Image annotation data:
━━━━━━━━━━

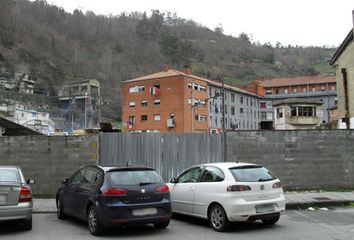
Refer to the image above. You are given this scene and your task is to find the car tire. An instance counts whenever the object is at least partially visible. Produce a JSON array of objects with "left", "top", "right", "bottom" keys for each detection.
[
  {"left": 57, "top": 197, "right": 67, "bottom": 219},
  {"left": 209, "top": 204, "right": 229, "bottom": 232},
  {"left": 261, "top": 216, "right": 280, "bottom": 225},
  {"left": 87, "top": 206, "right": 103, "bottom": 236},
  {"left": 154, "top": 220, "right": 170, "bottom": 229},
  {"left": 21, "top": 218, "right": 32, "bottom": 231}
]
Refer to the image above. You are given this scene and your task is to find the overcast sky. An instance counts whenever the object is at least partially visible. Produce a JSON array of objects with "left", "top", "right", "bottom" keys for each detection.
[{"left": 47, "top": 0, "right": 354, "bottom": 46}]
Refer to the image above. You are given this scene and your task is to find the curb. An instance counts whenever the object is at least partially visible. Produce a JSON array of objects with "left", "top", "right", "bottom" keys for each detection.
[
  {"left": 285, "top": 200, "right": 353, "bottom": 210},
  {"left": 32, "top": 200, "right": 353, "bottom": 214}
]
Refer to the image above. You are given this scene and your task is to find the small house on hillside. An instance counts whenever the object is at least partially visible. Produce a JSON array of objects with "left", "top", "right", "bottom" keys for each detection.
[{"left": 331, "top": 10, "right": 354, "bottom": 129}]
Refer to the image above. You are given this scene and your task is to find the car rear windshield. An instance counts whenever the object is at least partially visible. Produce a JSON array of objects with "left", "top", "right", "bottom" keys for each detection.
[
  {"left": 230, "top": 166, "right": 276, "bottom": 182},
  {"left": 0, "top": 168, "right": 20, "bottom": 182},
  {"left": 107, "top": 170, "right": 163, "bottom": 185}
]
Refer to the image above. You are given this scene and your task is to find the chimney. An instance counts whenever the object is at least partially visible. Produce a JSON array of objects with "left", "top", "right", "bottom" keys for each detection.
[
  {"left": 162, "top": 65, "right": 170, "bottom": 72},
  {"left": 183, "top": 67, "right": 191, "bottom": 75}
]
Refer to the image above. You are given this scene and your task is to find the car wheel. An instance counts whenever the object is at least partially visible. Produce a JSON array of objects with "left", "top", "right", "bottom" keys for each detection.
[
  {"left": 57, "top": 197, "right": 66, "bottom": 219},
  {"left": 87, "top": 206, "right": 103, "bottom": 236},
  {"left": 209, "top": 205, "right": 229, "bottom": 232},
  {"left": 261, "top": 216, "right": 280, "bottom": 225},
  {"left": 154, "top": 220, "right": 170, "bottom": 229},
  {"left": 22, "top": 218, "right": 32, "bottom": 231}
]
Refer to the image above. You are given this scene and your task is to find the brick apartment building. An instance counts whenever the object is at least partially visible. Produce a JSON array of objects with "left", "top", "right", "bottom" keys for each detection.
[
  {"left": 122, "top": 68, "right": 208, "bottom": 133},
  {"left": 122, "top": 68, "right": 260, "bottom": 133}
]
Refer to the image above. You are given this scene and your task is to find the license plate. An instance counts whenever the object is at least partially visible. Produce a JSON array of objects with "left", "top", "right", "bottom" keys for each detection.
[
  {"left": 256, "top": 204, "right": 275, "bottom": 213},
  {"left": 0, "top": 195, "right": 6, "bottom": 202},
  {"left": 133, "top": 208, "right": 157, "bottom": 217}
]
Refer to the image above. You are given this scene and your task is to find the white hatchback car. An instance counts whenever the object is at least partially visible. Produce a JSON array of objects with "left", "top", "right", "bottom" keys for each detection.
[{"left": 168, "top": 162, "right": 285, "bottom": 231}]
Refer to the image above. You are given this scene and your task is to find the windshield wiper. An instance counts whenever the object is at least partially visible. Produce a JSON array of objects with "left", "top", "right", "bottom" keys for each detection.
[
  {"left": 258, "top": 178, "right": 273, "bottom": 182},
  {"left": 139, "top": 182, "right": 154, "bottom": 186}
]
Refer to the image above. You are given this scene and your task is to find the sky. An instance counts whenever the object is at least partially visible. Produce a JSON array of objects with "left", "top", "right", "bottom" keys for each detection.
[{"left": 47, "top": 0, "right": 354, "bottom": 47}]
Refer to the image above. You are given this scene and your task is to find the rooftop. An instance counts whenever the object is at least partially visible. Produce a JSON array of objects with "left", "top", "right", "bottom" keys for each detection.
[
  {"left": 273, "top": 98, "right": 323, "bottom": 106},
  {"left": 123, "top": 69, "right": 258, "bottom": 97},
  {"left": 260, "top": 75, "right": 336, "bottom": 87}
]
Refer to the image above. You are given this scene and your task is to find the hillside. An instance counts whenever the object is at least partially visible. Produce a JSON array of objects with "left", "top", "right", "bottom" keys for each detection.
[{"left": 0, "top": 0, "right": 335, "bottom": 119}]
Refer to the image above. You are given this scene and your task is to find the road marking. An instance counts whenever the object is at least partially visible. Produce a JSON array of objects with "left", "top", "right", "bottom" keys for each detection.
[{"left": 294, "top": 211, "right": 349, "bottom": 237}]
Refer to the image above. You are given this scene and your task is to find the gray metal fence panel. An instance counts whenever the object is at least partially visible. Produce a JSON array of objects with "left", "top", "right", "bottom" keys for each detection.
[{"left": 100, "top": 133, "right": 222, "bottom": 181}]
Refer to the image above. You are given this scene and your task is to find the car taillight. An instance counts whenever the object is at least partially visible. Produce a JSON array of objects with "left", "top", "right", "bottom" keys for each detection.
[
  {"left": 227, "top": 185, "right": 251, "bottom": 192},
  {"left": 273, "top": 182, "right": 281, "bottom": 188},
  {"left": 102, "top": 188, "right": 128, "bottom": 197},
  {"left": 155, "top": 185, "right": 170, "bottom": 193},
  {"left": 18, "top": 187, "right": 32, "bottom": 202}
]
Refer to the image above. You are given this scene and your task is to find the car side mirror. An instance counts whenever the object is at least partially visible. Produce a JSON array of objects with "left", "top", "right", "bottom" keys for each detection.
[
  {"left": 61, "top": 178, "right": 69, "bottom": 185},
  {"left": 170, "top": 178, "right": 178, "bottom": 183},
  {"left": 26, "top": 179, "right": 36, "bottom": 184}
]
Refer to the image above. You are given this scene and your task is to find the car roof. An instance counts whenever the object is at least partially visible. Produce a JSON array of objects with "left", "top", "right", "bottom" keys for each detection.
[
  {"left": 0, "top": 165, "right": 19, "bottom": 169},
  {"left": 200, "top": 162, "right": 260, "bottom": 168},
  {"left": 97, "top": 165, "right": 155, "bottom": 172}
]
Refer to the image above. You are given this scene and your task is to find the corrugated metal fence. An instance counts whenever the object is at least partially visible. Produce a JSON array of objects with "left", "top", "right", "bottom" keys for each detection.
[{"left": 100, "top": 133, "right": 222, "bottom": 181}]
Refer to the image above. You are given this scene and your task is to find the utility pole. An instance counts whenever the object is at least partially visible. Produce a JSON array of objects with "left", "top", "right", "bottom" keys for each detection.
[
  {"left": 219, "top": 76, "right": 227, "bottom": 162},
  {"left": 69, "top": 48, "right": 77, "bottom": 134},
  {"left": 190, "top": 82, "right": 194, "bottom": 133}
]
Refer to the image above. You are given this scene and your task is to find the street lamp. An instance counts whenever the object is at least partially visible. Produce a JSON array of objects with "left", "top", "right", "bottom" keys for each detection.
[{"left": 85, "top": 92, "right": 88, "bottom": 129}]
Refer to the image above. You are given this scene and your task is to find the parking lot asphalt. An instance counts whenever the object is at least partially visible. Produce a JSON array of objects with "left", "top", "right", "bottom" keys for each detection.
[{"left": 33, "top": 191, "right": 354, "bottom": 213}]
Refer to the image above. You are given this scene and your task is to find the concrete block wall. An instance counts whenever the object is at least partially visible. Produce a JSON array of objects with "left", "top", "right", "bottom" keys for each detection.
[
  {"left": 227, "top": 130, "right": 354, "bottom": 189},
  {"left": 0, "top": 135, "right": 98, "bottom": 197}
]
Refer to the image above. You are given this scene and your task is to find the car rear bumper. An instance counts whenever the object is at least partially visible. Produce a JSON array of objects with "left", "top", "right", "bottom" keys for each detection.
[
  {"left": 97, "top": 202, "right": 172, "bottom": 227},
  {"left": 224, "top": 195, "right": 285, "bottom": 221},
  {"left": 0, "top": 202, "right": 32, "bottom": 221}
]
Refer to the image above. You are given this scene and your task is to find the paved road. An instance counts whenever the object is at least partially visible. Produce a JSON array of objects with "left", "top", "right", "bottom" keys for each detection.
[{"left": 0, "top": 208, "right": 354, "bottom": 240}]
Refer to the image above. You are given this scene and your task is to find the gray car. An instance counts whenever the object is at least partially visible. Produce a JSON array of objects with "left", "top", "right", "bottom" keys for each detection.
[{"left": 0, "top": 166, "right": 34, "bottom": 230}]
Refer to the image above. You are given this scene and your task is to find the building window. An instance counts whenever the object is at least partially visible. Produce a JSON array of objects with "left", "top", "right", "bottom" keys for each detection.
[
  {"left": 154, "top": 99, "right": 161, "bottom": 105},
  {"left": 291, "top": 107, "right": 297, "bottom": 117},
  {"left": 277, "top": 107, "right": 283, "bottom": 118},
  {"left": 261, "top": 112, "right": 267, "bottom": 120},
  {"left": 141, "top": 100, "right": 147, "bottom": 107},
  {"left": 129, "top": 101, "right": 135, "bottom": 107},
  {"left": 129, "top": 86, "right": 145, "bottom": 93},
  {"left": 231, "top": 93, "right": 235, "bottom": 102},
  {"left": 129, "top": 116, "right": 135, "bottom": 123},
  {"left": 194, "top": 114, "right": 207, "bottom": 122},
  {"left": 291, "top": 106, "right": 316, "bottom": 117},
  {"left": 199, "top": 86, "right": 206, "bottom": 92},
  {"left": 260, "top": 102, "right": 267, "bottom": 108},
  {"left": 231, "top": 106, "right": 235, "bottom": 115},
  {"left": 297, "top": 106, "right": 316, "bottom": 117}
]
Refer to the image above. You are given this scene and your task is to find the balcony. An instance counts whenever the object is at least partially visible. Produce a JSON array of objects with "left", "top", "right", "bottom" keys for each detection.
[{"left": 289, "top": 117, "right": 321, "bottom": 125}]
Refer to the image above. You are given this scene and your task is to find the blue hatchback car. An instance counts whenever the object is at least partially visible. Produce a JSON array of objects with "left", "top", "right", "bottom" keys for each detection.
[{"left": 56, "top": 166, "right": 171, "bottom": 235}]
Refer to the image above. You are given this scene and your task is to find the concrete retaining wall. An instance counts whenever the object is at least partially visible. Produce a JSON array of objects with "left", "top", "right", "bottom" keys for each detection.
[
  {"left": 227, "top": 130, "right": 354, "bottom": 189},
  {"left": 0, "top": 135, "right": 98, "bottom": 196}
]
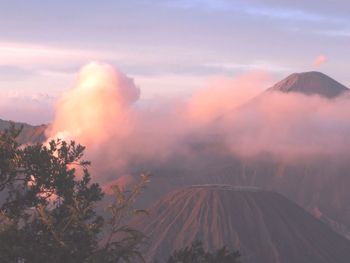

━━━━━━━━━━

(Task goal): Count the lines in the listing above that contain the word "panel". Reply with the number alone.

(Task output): 1